» Instructions to follow
Each line below is to be written out in full, exactly as shown.
--- Start Information supplied ---
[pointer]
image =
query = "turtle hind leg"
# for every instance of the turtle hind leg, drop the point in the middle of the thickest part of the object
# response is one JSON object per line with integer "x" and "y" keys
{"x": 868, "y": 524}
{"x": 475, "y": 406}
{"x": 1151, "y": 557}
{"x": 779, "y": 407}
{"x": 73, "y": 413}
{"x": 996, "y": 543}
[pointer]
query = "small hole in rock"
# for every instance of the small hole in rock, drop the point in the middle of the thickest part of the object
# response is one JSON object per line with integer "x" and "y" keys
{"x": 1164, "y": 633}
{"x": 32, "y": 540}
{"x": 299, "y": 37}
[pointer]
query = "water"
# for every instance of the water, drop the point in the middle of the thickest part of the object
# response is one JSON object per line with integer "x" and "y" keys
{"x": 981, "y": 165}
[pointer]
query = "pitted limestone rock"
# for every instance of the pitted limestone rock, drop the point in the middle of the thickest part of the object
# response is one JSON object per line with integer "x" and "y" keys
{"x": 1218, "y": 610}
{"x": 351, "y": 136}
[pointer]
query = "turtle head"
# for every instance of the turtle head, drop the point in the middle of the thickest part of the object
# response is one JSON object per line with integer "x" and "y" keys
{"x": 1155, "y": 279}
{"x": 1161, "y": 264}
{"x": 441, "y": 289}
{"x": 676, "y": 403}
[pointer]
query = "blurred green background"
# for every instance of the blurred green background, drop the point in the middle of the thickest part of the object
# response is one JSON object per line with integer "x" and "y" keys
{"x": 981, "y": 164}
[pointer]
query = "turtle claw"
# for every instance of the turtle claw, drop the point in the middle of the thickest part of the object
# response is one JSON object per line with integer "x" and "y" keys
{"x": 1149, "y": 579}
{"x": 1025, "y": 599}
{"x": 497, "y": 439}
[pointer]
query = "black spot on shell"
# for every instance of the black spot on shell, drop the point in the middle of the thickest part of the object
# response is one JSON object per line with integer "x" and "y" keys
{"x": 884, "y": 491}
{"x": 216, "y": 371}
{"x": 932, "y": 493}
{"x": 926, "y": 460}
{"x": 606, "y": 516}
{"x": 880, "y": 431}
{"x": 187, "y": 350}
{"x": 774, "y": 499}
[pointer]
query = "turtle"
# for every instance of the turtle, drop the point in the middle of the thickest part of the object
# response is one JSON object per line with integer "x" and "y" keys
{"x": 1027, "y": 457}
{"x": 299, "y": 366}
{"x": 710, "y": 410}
--- End Information supplied ---
» Right answer
[pointer]
image =
query = "turtle hind leg"
# for every instance of the turtle hind leg, drop the point in the middle of the thickest part of the object
# response is one JSON object per line with integer "x" and "y" keys
{"x": 868, "y": 524}
{"x": 475, "y": 406}
{"x": 1151, "y": 557}
{"x": 779, "y": 407}
{"x": 73, "y": 413}
{"x": 996, "y": 543}
[pointer]
query = "small hole in rock"
# for every instance of the small hole in rock, drop the point in the middle of the thickest part of the object
# response is one JSON object per line with integer "x" and "y" keys
{"x": 1164, "y": 633}
{"x": 32, "y": 540}
{"x": 299, "y": 37}
[pointer]
query = "water"
# for every instance of the water, drop the point in the middle of the thickest part of the object
# response is one JSON object per line with integer "x" and "y" keys
{"x": 981, "y": 165}
[pointer]
query = "pitted limestone rock"
# for every instance of the pitted limestone rock, drop the point in the middle of the thickest part of the object
# response is one JSON object per line with integer "x" and "y" keys
{"x": 1218, "y": 610}
{"x": 351, "y": 136}
[pointer]
query = "turtle head"
# for every instance of the turtle head, drop the point in the middle of the thickest part of the object
# response is one JSON object per line with integer "x" and "y" keys
{"x": 1155, "y": 279}
{"x": 1161, "y": 264}
{"x": 441, "y": 289}
{"x": 676, "y": 403}
[pointer]
query = "blurred green background"
# for every instance of the blurred green background, drop the point in the middle of the thickest part of the object
# response is one JSON object per line with integer "x" and "y" keys
{"x": 981, "y": 164}
[pointer]
query = "turtle claw"
# for every instance of the turtle claw, drop the point in the middle of the thickest part of the object
# response is one JSON object per line with integer "x" and "y" keys
{"x": 1149, "y": 579}
{"x": 1025, "y": 599}
{"x": 497, "y": 439}
[pointer]
query = "black spot on shell"
# for every instance of the black spot on shell, drop the point in the middle of the thickest part of the object
# response is one JSON object per line with integer "x" and "y" keys
{"x": 884, "y": 491}
{"x": 216, "y": 371}
{"x": 932, "y": 493}
{"x": 926, "y": 460}
{"x": 606, "y": 516}
{"x": 880, "y": 431}
{"x": 187, "y": 350}
{"x": 774, "y": 499}
[pointer]
query = "turtle"
# for every instance of the turtle, drop the point in the middle of the thickest part of the object
# response is one JSON object per line with integer "x" and "y" keys
{"x": 1027, "y": 457}
{"x": 299, "y": 366}
{"x": 710, "y": 410}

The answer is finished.